Your instructions
Output each record exactly. Leave none out.

:::::

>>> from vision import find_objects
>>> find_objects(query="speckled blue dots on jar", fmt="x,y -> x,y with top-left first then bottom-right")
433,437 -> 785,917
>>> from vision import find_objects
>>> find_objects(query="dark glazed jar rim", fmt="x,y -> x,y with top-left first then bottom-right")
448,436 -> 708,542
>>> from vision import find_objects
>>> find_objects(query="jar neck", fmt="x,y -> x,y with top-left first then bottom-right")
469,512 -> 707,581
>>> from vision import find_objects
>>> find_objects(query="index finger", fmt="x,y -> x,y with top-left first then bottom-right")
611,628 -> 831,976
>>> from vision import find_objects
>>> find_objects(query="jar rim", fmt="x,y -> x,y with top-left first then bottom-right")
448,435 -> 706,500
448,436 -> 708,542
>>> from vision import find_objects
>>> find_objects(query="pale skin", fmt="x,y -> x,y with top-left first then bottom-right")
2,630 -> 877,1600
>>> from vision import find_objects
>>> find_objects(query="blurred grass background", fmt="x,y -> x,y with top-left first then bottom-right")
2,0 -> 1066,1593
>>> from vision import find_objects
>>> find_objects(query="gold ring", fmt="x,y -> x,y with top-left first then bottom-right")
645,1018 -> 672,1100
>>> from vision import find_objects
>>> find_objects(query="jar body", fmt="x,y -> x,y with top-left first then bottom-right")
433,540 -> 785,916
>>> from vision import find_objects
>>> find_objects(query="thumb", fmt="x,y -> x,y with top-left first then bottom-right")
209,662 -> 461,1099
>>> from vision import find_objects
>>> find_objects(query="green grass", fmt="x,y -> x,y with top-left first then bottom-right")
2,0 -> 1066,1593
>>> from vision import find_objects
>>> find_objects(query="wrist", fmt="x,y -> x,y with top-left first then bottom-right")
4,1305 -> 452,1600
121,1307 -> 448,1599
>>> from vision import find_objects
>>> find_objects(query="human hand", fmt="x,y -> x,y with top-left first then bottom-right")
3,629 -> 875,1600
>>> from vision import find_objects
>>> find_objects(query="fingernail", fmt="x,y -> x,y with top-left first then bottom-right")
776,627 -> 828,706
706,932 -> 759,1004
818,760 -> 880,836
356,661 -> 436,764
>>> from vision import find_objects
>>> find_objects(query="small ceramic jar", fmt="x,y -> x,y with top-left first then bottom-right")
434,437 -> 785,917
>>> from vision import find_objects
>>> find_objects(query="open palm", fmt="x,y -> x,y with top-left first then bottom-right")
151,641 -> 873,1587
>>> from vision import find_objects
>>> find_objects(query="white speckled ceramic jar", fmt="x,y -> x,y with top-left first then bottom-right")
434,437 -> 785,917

:::::

Response for this exercise
>>> from vision import find_objects
>>> find_objects(query="speckled blue dots on jar", fmt="x,y -> x,y with top-left first then bottom-right")
433,437 -> 785,917
>>> from vision import find_objects
>>> find_objects(query="dark glazed jar rim", fmt="x,y -> x,y with top-left first then bottom-right")
448,436 -> 708,542
>>> from vision import find_objects
>>> find_objects(query="jar neck", fmt="x,y -> x,y with top-left first then bottom-right")
469,512 -> 707,581
>>> from vision import find_objects
>>> find_objects(query="index finger", fmt="x,y -> x,y with top-left first then bottom-right")
611,628 -> 831,976
>>> from vision import find_objects
>>> find_objects(query="jar rim", fmt="x,y -> x,y with top-left first then bottom-right")
448,435 -> 706,500
448,436 -> 708,542
>>> from vision import find_objects
>>> find_objects(query="pale skin", fmt="x,y -> x,y with top-left first then bottom-right")
2,630 -> 877,1600
>>> from vision import find_objects
>>> find_objects(query="blurred grass background", fmt="x,y -> x,y with top-left first then bottom-right")
2,0 -> 1066,1593
>>> from vision import find_objects
>>> find_objects(query="gold ring", fmt="x,y -> x,y with top-left first then bottom-right")
645,1018 -> 672,1100
>>> from vision import find_objects
>>> find_objects(query="jar body", fmt="x,y -> x,y with top-left first then bottom-right")
433,540 -> 785,916
>>> from vision import find_objects
>>> find_objects(query="thumb", fmt="x,y -> x,y with top-left first then bottom-right")
209,662 -> 461,1099
>>> from vision import find_objects
>>> find_objects(query="green grass", fmt="x,y -> x,y with top-left first then bottom-right")
2,0 -> 1066,1593
>>> from vision import find_objects
>>> find_objects(query="wrist", fmt="x,y -> x,y with top-left first then bottom-right")
4,1305 -> 452,1600
121,1307 -> 448,1599
>>> from vision import find_objects
>>> find_objects(query="human hand", fmt="x,y -> x,y with top-left first then bottom-right")
3,629 -> 875,1600
>>> from vision import find_objects
>>> find_objects(query="fingernail", fmt="x,y -> x,y with top-left first then bottom-right")
776,627 -> 828,706
706,932 -> 759,1004
818,760 -> 880,836
356,661 -> 436,764
>>> from vision import find_objects
>>> find_objects(query="small ceramic jar", fmt="x,y -> x,y with top-left first then bottom-right")
434,437 -> 785,917
>>> from vision import find_objects
>>> find_objects(query="open palm", fmt="x,y -> x,y with top-left first then bottom-right")
151,641 -> 873,1587
>>> from vision import find_objects
>>> find_objects(query="white speckled ceramic jar", fmt="x,y -> x,y with top-left first then bottom-right")
434,437 -> 785,917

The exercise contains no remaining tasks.